John Neumeier bringt mit dem "Beethoven-Projekt I" erstmals ein abendfüllendes Ballett mit Musik von Ludwig van Beethoven auf die Bühne. Angeregt vor allem durch dessen Klaviermusik taucht der Hamburger Chefchoreograf in den Klangkosmos des Großmeisters der Wiener Klassik ein. Bereits im April brachte John Neumeier das Ballett "Beethoven Dances" anlässlich des 40-jährigen Jubiläums der Ballettschule des Hamburg Ballett heraus. Musikalisch bilden die "Eroica-Variationen" und Beethovens Dritte Sinfonie den Rahmen des "Beethoven-Projekt I", dessen Ansatz John Neumeier mit diesen Worten erläutert: "Ursprünglich als Arbeitstitel konzipiert, entwickelte sich 'Beethoven-Projekt' immer mehr zum treffenden Ausdruck unserer Annäherung an Beethoven. Anders als etwa bei 'Anna Karenina' gibt es keine festgelegte Struktur. Fragmente spielen eine wichtige Rolle, dagegen existiert keine Handlung im eigentlichen Sinn. Als Choreograf wünsche ich mir, dass es als Sinfonisches Ballett angeschaut wird, dessen ‚Inhalt‘ sich allein aus der Emotion und Bewegung der Tänzer speist."


Musik: Ludwig van Beethoven
Choreografie, Licht und Kostüme: John Neumeier
Bühnenbild: Heinrich Tröger

Kammermusik und Musik vom Tonträger

2 Stunden 40 Minuten | 1 Pause
1. Teil: 80 Minuten, 2. Teil: 55 Minuten

URAUFFÜHRUNG:
Hamburg Ballett, Hamburg, 24. Juni 2018

ORIGINALBESETZUNG:
Mayo Arii
Florencia Chinellato
Patricia Friza
Greta Jörgens
Anna Laudere
Emilie Mazon
Yun-Su Park
Madoka Sugai

Karen Azatyan
Jacopo Bellussi
Borja Bermudez
Christopher Evans
Marc Jubete
Aleix Martínez
Matias Oberlin
Edvin Revazov
David Rodriguez

GASTSPIEL:
2019 Baden-Baden

Das Programmheft und die DVD sind in unserem Onlineshop erhältlich

[MEHR]
AUS JOHN NEUMEIERS KREATIONSTAGEBUCH ZUM "BEETHOVEN-PROJEKT I"

• **DIE AUFGABEN**:
1. Beantworte anhand des Textes zum Beethoven-Projekt I:
(a) Welche beiden Werke bilden den musikalischen Rahmen des Balletts?
(b) Wer hat das Bühnenbild gestaltet?
(c) Von wem, wo und wann wurde das Ballett uraufgeführt?
2. Übersetze den Satz „Anders als etwa bei 'Anna Karenina' gibt es keine festgelegte Struktur.“ aus dem Text zum Beethoven-Projekt I ins Englische.
3. Führe den Text zum Beethoven-Projekt I von seinem Ende aus weiter.

• **EXTRAHIERTE DATEN**:
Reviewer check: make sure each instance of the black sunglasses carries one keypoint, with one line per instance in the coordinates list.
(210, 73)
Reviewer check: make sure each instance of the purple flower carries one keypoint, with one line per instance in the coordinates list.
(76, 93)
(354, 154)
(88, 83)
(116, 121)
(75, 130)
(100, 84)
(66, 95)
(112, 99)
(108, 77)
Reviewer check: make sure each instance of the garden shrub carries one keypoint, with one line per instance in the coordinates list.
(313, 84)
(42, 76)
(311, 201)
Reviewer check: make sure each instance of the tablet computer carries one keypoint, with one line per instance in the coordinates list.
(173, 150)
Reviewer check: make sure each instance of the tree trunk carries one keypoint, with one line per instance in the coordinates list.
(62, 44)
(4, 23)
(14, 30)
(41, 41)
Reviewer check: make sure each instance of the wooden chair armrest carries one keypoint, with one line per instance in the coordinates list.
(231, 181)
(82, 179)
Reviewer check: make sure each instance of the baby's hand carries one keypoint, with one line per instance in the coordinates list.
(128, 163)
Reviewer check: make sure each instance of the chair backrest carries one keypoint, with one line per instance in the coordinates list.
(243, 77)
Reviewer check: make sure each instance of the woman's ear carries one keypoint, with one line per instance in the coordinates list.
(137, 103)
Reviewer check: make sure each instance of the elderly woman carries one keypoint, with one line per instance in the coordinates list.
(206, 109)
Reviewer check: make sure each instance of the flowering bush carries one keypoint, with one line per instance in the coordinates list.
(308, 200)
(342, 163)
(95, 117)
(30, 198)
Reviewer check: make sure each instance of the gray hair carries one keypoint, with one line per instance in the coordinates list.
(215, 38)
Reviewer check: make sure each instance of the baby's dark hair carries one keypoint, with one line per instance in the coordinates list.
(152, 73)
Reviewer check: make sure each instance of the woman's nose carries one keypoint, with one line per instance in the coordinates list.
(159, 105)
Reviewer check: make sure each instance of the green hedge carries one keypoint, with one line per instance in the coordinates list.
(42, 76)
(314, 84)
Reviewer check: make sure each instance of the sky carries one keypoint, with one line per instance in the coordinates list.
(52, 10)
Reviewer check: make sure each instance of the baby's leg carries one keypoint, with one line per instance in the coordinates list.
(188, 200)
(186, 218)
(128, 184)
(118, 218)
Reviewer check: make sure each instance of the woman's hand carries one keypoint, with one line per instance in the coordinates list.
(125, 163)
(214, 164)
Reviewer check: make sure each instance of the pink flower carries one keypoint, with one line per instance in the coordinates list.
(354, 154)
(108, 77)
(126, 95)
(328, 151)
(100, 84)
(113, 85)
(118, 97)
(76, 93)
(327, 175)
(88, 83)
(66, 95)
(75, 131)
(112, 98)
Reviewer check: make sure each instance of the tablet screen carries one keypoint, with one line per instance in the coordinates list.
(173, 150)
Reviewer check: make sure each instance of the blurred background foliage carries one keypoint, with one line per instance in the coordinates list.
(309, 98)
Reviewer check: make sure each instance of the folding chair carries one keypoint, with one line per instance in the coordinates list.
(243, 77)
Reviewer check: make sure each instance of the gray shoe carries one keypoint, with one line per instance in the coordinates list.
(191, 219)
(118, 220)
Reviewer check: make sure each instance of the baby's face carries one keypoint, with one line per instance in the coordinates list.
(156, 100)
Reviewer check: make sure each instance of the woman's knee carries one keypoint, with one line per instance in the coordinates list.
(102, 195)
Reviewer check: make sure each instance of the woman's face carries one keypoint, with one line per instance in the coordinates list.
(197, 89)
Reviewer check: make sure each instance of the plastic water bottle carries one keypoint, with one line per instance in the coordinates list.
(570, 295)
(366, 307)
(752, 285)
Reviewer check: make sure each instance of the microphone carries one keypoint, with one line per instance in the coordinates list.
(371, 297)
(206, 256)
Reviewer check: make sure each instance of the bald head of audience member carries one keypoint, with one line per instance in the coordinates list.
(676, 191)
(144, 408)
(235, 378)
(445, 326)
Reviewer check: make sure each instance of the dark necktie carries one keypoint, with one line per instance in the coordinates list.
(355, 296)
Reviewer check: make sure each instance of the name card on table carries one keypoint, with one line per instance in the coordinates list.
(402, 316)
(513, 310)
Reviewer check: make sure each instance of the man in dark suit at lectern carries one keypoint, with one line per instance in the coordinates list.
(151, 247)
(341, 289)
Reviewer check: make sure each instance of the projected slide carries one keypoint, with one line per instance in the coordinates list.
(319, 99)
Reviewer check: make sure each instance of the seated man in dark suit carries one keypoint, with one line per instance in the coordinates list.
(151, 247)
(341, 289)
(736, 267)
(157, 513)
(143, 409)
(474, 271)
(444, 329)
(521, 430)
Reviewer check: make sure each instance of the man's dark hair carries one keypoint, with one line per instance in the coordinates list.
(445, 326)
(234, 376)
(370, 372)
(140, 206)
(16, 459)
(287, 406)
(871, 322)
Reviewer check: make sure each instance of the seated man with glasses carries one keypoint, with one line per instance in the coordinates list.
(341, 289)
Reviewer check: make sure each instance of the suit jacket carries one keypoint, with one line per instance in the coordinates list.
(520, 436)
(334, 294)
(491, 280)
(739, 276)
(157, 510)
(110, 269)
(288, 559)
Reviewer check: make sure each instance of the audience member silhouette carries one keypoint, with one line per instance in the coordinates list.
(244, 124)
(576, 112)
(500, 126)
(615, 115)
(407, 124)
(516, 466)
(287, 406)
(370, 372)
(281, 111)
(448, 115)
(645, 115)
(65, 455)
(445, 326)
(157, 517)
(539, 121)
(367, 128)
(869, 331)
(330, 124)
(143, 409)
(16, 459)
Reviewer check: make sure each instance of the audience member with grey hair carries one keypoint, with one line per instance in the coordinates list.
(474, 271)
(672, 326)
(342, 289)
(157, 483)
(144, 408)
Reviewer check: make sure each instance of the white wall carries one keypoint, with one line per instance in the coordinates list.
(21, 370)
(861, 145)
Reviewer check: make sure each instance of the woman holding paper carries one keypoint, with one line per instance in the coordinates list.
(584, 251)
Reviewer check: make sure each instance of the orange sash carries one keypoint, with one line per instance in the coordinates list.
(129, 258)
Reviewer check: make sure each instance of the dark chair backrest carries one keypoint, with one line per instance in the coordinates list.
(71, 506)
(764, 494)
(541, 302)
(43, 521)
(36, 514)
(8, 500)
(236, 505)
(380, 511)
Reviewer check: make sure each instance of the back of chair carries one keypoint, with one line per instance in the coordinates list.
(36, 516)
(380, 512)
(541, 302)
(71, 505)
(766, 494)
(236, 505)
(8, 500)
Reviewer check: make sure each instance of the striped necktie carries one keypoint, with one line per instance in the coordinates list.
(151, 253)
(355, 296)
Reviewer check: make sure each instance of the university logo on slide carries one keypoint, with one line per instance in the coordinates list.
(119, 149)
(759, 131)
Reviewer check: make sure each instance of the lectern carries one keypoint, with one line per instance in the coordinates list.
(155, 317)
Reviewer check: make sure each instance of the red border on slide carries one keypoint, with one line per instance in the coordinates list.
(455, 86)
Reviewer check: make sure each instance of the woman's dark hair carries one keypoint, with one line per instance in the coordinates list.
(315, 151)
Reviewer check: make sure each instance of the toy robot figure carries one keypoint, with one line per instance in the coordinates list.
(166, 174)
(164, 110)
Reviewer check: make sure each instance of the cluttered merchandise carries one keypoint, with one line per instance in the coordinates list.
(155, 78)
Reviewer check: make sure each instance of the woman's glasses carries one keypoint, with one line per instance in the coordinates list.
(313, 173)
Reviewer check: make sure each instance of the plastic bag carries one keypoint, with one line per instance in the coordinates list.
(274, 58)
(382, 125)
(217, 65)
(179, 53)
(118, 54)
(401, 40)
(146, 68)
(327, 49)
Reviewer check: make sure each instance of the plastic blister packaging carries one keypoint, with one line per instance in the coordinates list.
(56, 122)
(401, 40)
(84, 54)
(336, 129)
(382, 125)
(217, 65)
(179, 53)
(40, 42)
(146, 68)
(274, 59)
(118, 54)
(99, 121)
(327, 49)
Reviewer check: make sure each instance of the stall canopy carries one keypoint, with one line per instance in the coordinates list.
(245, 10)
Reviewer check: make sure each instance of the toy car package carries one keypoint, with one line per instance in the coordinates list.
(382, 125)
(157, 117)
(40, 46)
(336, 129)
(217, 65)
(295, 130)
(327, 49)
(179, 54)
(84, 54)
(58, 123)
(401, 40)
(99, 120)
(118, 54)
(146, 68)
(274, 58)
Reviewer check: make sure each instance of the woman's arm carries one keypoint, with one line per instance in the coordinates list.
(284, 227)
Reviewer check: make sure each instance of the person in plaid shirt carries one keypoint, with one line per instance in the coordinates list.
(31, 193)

• **LÖSUNGEN JE AUFGABE**:
1.
(a) Die "Eroica-Variationen" und Beethovens Dritte Sinfonie
(b) Heinrich Tröger
(c) Vom Hamburg Ballett in Hamburg am 24. Juni 2018

2. Unlike "Anna Karenina," for instance, there is no fixed structure.

3.
EINE ANDERE FORM
Das "Beethoven-Projekt I" verbindet die Gattungen Handlungsballett und Sinfonisches Ballett

Die Musik von Ludwig van Beethoven ist offensichtlich die Inspirationsquelle für das "Beethoven-Projekt I". Es geht darum, beim Hören seiner Musik meine persönlichen Gefühle spontan in Choreografie zu übertragen. Diese Musik mit "Tanz" (Tänzen) anzureichern, ist meine Absicht. Ohne einen durchdachten Plan oder ein "dramaturgisches Konzept" habe ich ganz einfach beim Hören der Musik Bewegungen erfunden: Situationen mittels Bewegung, humane Beziehungen beim Improvisieren zu Beethovens Musik. Parallel habe ich geforscht – habe die Lebensumstände Beethovens, auch seines Privatlebens, erkundet.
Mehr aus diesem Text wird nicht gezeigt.